**Source data:**
------------------------------------------------

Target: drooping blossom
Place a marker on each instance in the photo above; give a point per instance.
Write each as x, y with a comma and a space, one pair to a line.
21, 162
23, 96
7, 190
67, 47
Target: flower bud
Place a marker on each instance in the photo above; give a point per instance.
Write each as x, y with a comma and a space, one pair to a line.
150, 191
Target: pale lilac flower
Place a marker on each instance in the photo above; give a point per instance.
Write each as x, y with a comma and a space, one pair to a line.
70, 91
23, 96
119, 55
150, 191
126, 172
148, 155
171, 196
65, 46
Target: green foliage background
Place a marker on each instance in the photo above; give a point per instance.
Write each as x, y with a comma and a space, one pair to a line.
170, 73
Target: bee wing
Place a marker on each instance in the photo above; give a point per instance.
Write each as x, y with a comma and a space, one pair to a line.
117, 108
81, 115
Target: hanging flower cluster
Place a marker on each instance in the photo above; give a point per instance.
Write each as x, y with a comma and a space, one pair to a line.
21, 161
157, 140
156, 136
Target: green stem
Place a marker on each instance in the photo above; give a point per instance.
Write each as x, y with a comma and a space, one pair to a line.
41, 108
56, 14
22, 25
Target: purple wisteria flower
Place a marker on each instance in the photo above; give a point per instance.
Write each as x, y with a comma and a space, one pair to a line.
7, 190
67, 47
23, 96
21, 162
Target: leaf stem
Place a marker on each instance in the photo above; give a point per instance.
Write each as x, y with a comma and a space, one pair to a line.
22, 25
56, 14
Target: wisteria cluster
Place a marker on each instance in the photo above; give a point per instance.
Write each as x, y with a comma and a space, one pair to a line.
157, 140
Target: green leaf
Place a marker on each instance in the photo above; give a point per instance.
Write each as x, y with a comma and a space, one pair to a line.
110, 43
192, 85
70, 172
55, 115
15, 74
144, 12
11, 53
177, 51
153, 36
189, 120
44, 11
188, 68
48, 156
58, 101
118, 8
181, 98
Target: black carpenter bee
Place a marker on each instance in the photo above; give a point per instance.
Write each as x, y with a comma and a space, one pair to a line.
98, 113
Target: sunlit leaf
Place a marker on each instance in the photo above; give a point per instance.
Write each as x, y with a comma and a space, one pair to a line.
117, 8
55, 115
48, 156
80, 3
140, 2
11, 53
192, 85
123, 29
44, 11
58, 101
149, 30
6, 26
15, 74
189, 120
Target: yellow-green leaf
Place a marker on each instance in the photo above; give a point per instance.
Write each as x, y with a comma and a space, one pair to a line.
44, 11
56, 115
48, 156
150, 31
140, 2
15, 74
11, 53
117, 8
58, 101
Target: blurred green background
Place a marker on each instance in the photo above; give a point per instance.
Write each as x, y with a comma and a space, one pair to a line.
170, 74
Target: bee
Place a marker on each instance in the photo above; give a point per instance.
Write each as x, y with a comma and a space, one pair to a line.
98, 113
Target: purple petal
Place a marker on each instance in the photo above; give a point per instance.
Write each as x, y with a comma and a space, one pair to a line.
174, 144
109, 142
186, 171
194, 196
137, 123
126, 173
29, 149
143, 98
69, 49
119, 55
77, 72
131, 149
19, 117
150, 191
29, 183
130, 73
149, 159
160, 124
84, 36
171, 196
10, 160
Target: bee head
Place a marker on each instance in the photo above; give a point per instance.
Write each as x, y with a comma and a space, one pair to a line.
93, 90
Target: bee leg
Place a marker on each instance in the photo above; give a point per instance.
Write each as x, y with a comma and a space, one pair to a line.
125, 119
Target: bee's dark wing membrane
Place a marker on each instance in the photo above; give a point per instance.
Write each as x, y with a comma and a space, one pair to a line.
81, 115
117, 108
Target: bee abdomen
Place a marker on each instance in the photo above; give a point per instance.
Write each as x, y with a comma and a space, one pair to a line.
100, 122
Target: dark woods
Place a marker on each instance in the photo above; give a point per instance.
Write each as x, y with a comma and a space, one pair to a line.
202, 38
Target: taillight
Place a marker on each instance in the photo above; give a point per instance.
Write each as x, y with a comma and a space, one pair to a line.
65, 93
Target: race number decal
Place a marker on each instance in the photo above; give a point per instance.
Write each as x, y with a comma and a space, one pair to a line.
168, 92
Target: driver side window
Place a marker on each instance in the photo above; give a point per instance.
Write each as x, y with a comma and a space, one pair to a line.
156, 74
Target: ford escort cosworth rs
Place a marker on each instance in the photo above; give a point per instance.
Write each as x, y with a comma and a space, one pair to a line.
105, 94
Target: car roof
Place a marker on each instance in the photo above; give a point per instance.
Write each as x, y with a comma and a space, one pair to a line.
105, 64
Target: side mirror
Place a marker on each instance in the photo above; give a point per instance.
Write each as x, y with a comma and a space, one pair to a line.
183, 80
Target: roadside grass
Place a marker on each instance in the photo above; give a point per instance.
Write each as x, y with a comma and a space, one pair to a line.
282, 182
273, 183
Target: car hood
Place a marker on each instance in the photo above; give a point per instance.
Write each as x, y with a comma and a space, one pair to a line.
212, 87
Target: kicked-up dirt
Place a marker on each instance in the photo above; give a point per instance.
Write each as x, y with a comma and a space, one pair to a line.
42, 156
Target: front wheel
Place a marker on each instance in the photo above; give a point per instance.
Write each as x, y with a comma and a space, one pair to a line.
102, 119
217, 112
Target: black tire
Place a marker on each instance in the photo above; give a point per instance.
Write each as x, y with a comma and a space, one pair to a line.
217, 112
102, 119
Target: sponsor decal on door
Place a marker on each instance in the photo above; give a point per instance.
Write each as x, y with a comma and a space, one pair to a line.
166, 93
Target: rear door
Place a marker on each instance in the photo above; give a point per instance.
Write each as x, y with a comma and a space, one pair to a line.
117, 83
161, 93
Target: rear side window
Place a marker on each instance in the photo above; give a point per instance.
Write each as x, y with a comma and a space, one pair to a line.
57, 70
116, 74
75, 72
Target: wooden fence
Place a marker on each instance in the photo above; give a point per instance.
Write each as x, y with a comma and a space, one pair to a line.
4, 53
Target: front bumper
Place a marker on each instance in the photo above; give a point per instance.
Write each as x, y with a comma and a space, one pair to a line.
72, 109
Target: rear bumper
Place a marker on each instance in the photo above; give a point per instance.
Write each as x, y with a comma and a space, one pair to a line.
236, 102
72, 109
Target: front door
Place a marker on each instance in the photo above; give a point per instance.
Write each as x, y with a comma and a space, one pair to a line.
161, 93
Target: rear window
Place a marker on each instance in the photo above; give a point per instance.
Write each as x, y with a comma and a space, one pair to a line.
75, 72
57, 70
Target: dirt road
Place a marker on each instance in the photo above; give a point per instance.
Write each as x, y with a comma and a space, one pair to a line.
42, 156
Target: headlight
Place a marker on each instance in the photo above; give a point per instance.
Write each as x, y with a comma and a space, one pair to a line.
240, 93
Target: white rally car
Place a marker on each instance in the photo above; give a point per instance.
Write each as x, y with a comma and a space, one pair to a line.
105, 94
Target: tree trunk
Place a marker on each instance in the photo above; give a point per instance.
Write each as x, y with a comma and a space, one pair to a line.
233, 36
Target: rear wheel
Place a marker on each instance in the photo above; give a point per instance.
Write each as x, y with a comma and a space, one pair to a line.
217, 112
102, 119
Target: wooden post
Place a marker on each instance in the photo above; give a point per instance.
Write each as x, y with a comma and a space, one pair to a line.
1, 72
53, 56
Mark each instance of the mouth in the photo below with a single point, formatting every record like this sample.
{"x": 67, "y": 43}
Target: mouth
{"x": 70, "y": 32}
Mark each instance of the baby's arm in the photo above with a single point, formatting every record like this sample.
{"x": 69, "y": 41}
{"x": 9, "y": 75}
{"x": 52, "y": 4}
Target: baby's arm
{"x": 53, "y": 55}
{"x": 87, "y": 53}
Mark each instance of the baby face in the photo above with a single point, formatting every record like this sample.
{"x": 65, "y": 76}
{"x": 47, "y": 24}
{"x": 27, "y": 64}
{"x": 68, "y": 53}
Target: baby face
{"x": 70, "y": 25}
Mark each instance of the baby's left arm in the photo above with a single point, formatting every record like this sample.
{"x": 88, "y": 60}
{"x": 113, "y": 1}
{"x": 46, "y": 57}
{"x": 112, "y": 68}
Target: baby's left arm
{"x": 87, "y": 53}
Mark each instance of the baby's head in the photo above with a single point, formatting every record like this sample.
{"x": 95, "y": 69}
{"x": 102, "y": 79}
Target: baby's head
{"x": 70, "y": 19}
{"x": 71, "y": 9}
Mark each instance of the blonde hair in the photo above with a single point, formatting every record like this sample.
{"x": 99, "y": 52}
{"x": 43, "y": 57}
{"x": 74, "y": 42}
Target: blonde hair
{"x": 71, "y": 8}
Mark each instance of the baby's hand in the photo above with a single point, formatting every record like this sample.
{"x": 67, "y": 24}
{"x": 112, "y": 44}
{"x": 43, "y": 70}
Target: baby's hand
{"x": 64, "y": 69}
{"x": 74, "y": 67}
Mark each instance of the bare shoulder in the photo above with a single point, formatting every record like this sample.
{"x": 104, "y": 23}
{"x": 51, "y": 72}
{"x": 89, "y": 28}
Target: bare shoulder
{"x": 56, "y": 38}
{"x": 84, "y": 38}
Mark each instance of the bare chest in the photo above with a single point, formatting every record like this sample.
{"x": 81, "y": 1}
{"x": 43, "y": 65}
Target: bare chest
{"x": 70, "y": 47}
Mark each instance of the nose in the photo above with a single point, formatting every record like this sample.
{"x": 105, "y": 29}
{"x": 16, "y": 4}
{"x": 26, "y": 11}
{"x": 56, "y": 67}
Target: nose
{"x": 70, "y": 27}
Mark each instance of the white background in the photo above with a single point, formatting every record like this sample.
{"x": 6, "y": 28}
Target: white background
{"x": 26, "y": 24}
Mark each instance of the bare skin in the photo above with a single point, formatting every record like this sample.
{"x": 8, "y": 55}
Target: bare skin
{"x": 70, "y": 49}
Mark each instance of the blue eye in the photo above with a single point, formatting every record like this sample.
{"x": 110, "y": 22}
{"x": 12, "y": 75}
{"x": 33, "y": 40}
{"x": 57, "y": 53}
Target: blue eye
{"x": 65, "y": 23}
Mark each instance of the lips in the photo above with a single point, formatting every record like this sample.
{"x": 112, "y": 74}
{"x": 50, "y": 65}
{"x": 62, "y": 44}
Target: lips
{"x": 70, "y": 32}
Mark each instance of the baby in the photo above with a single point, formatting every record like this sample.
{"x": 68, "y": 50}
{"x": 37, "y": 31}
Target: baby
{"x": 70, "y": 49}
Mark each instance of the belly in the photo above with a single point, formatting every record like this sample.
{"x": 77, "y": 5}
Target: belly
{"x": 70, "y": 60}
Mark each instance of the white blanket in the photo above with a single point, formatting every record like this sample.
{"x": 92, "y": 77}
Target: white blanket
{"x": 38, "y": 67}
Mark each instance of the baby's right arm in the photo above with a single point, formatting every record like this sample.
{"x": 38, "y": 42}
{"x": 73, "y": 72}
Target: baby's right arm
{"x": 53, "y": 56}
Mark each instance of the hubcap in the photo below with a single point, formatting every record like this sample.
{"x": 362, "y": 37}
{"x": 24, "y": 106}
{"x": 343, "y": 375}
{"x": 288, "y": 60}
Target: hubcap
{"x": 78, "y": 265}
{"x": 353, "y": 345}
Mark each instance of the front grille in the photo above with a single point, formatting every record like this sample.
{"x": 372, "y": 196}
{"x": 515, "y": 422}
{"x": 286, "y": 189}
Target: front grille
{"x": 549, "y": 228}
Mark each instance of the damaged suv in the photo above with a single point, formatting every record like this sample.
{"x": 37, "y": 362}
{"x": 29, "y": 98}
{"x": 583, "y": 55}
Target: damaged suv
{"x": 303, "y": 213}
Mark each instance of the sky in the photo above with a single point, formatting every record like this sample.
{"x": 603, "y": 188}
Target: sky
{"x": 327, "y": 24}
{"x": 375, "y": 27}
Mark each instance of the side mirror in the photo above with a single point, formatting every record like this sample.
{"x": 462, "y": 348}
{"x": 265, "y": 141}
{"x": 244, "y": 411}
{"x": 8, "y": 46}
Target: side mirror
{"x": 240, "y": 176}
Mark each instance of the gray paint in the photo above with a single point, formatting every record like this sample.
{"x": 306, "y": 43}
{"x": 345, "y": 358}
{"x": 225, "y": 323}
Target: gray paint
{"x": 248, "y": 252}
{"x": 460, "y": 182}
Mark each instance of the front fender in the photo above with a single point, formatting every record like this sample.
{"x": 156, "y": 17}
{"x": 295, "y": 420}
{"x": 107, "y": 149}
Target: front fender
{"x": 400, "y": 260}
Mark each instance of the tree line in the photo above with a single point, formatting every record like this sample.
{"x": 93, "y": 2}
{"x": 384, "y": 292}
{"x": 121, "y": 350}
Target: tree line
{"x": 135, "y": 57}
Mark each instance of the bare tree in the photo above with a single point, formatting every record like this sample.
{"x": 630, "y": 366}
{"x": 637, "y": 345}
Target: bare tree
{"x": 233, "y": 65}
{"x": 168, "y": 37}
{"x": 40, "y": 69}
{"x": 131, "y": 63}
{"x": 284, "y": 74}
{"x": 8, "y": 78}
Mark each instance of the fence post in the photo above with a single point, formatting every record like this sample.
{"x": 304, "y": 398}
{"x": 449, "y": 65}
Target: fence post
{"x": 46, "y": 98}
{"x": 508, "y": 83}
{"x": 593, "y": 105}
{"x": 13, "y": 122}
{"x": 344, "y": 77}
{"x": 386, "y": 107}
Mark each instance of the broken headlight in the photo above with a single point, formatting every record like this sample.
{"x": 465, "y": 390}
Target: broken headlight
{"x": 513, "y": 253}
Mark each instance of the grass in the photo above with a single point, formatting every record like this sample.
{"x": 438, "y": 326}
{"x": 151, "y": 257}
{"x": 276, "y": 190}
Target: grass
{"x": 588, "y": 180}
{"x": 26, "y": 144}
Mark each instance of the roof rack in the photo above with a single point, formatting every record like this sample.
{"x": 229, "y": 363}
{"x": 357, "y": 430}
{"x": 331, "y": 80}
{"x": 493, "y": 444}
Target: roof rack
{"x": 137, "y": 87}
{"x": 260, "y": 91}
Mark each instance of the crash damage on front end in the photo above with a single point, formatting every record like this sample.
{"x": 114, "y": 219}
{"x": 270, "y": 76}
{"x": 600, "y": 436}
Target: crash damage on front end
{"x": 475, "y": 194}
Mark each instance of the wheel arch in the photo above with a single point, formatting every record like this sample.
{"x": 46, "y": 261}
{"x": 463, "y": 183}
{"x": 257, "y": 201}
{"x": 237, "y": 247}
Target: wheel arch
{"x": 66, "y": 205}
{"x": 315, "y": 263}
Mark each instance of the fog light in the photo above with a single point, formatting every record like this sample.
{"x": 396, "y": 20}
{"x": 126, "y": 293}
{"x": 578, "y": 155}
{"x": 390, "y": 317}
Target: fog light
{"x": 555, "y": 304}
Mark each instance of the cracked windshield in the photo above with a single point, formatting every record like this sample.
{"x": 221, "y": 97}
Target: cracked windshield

------------------------------------------------

**Directions for this task:**
Extract the lines above from the one containing "Mark each instance of the grass" to the last line, both included, exactly as written.

**Complete response:**
Mark each instance of the grass in the photo above with a single point, formatting every record like this sample.
{"x": 438, "y": 326}
{"x": 151, "y": 257}
{"x": 276, "y": 190}
Target: grass
{"x": 588, "y": 180}
{"x": 26, "y": 144}
Mark each instance of the roof rack in the photo above with a single point, formatting every record like this sample.
{"x": 229, "y": 363}
{"x": 357, "y": 430}
{"x": 331, "y": 80}
{"x": 493, "y": 444}
Target: roof rack
{"x": 137, "y": 87}
{"x": 260, "y": 91}
Mark each instance of the crash damage on front end in the photo above with a single point, formatting every record like this sample.
{"x": 114, "y": 219}
{"x": 270, "y": 76}
{"x": 600, "y": 436}
Target: crash damage on front end
{"x": 475, "y": 194}
Mark each instance of the wheel arch in the photo above with a single point, formatting every record like this sample.
{"x": 46, "y": 261}
{"x": 463, "y": 183}
{"x": 257, "y": 201}
{"x": 237, "y": 247}
Target: wheel arch
{"x": 66, "y": 205}
{"x": 315, "y": 263}
Mark each instance of the fog light in the photo above with a single point, formatting every record like this sample.
{"x": 396, "y": 20}
{"x": 126, "y": 293}
{"x": 578, "y": 155}
{"x": 390, "y": 317}
Target: fog light
{"x": 555, "y": 304}
Mark each instance of the cracked windshield in the photo above with a single point, formatting every record like this sample.
{"x": 221, "y": 97}
Target: cracked windshield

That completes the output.